**Excerpted passage:**
▶

INDUSTRIAL EQUIPMENT & ROTATING MACHINERY

As the World Turns World conditions and increased competition challenge rotating machinery designers to deliver higher levels of performance, efficiency and reliability — faster than ever before. By Brad Hutchinson, Vice President Industry Marketing, Aerospace and Turbomachinery, ANSYS, Inc. Spotlight on Engineering Simulation for Rotating Machinery Turbomachinery, or more broadly speaking rotating machinery, spans almost all industry sectors and in many plays a vital role. Rotating machines change the state of working fluids (pumps or compressors), convey or transport fluids (fans and pumps), extract energy (turbines) and create propulsion (propellers). Performance, efficiency, reliability and rapid delivery have always been important, but today’s world conditions intensify the pressures designers face.

Currently, the price of oil hovers near $100 per barrel. Concern for climate change is widespread, not only by the general public but also by legislators worldwide. Since rotating machines play a critical role in power generation and various forms of transportation — and, in some cases, are the limiting factor regarding cost, efficiency and emissions — it is natural that they are in the spotlight and the subject of intense analytical scrutiny. In the energy industries, most of our power is produced by gas, steam and water turbines. Steam turbines extract power in nuclear and coal-fired power plants. Land-based gas turbines, similar to their aeroengine cousins, run on natural gas and, in some cases, oil. Although still relatively small in volume, wind turbine production has increased dramatically in recent years, with the largest machines being 6 megawatts (MW) in size and having rotors approaching 130 meters in diameter. The largest water turbines, such as those used in the Three Gorges Dam in China, have 10-meter diameter runners. In the transportation industry, turbomachinery plays an equally important role. For air travel, the rotating machinery used on commercial aircraft is well known — the gas turbine aircraft engine. Its key rotating components include the fan, which can be seen when boarding the plane, as well as the compressor and the turbine.

◀

**Work required:**
In the piece on rotating machinery, what diameter do the runners of the largest water turbines have?

**Provided data:**
▶

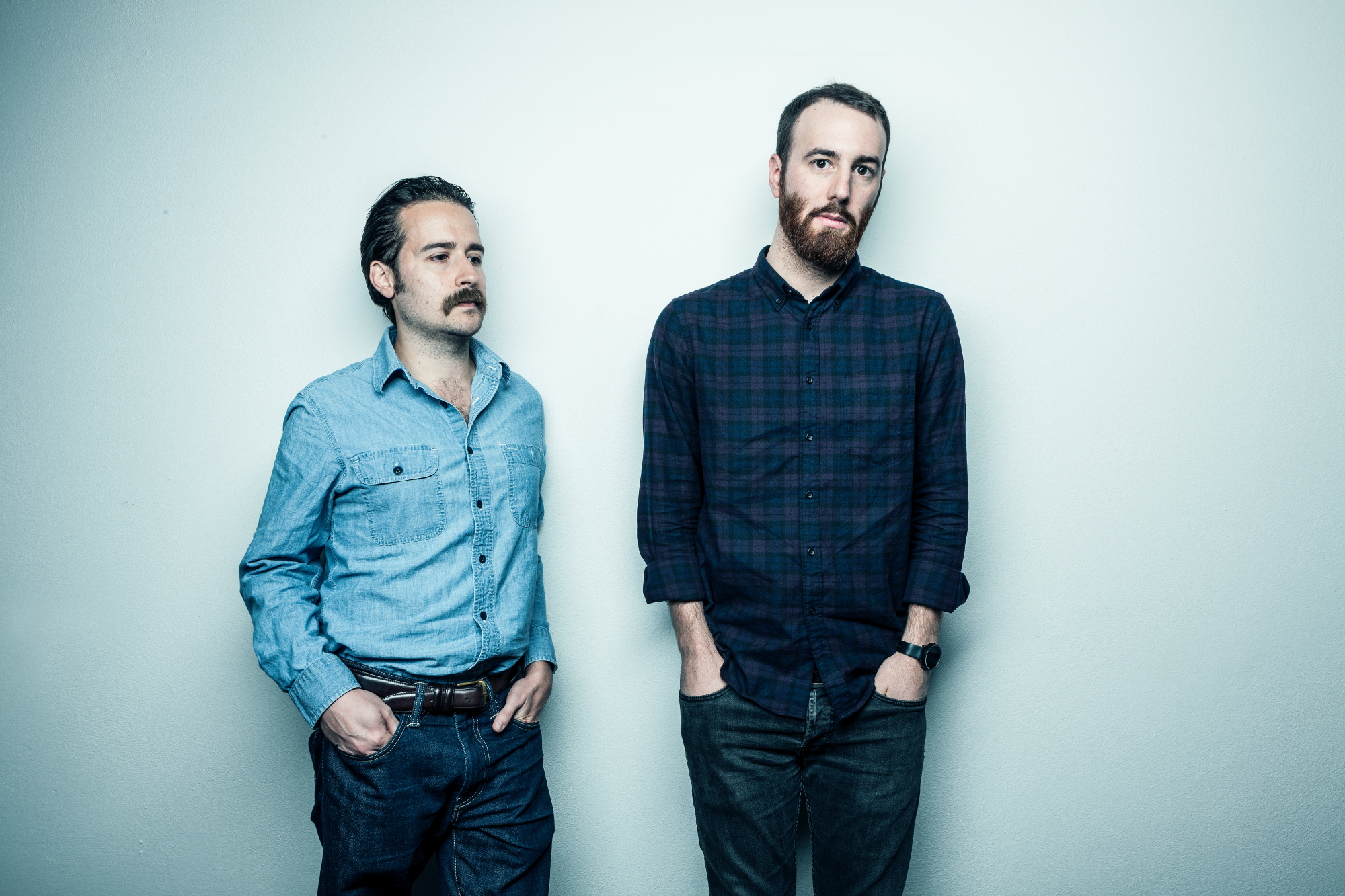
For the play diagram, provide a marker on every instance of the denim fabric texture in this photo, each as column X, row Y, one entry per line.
column 860, row 776
column 805, row 475
column 397, row 534
column 450, row 784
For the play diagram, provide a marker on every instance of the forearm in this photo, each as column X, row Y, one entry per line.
column 693, row 633
column 701, row 661
column 922, row 624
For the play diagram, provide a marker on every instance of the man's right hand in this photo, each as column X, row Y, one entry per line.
column 701, row 661
column 701, row 674
column 358, row 723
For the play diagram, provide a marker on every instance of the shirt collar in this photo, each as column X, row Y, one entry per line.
column 388, row 365
column 778, row 291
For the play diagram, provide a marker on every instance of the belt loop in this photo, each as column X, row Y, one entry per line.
column 420, row 701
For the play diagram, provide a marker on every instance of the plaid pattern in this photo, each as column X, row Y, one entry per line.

◀

**Result of this task:**
10 meters